■ **SUPPLIED RECORDS**

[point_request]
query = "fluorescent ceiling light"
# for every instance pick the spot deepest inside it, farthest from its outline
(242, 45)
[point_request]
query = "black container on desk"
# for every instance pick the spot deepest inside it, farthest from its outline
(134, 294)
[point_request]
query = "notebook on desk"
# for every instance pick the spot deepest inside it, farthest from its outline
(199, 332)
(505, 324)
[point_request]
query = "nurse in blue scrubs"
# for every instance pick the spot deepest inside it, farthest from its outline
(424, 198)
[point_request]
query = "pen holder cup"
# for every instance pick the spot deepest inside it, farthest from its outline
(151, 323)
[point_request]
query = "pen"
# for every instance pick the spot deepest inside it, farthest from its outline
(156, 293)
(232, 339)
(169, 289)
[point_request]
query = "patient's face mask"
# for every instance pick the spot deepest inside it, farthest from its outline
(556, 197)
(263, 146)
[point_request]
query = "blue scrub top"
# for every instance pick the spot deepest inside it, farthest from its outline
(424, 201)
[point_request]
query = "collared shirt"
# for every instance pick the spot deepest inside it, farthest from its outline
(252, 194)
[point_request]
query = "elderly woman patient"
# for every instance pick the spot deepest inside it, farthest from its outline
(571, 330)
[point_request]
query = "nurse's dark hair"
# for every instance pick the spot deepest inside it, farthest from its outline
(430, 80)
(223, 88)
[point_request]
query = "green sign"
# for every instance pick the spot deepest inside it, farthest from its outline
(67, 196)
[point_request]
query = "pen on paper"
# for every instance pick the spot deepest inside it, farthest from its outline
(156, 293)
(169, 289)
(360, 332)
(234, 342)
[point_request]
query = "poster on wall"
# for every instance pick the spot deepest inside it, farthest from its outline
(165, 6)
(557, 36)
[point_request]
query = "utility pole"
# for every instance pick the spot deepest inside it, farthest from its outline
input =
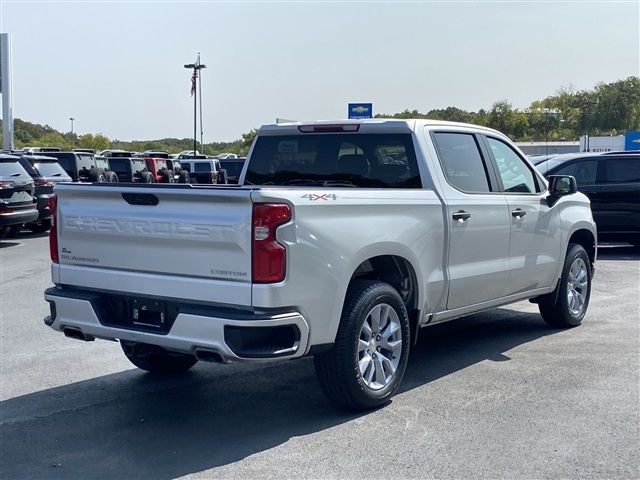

■ **PROBLEM**
Pull out every line from the entries above that contains the word "blue", and list those lines.

■ **EXERCISE SOLUTION**
query = "nurse in blue scrubs"
query = "blue scrub top"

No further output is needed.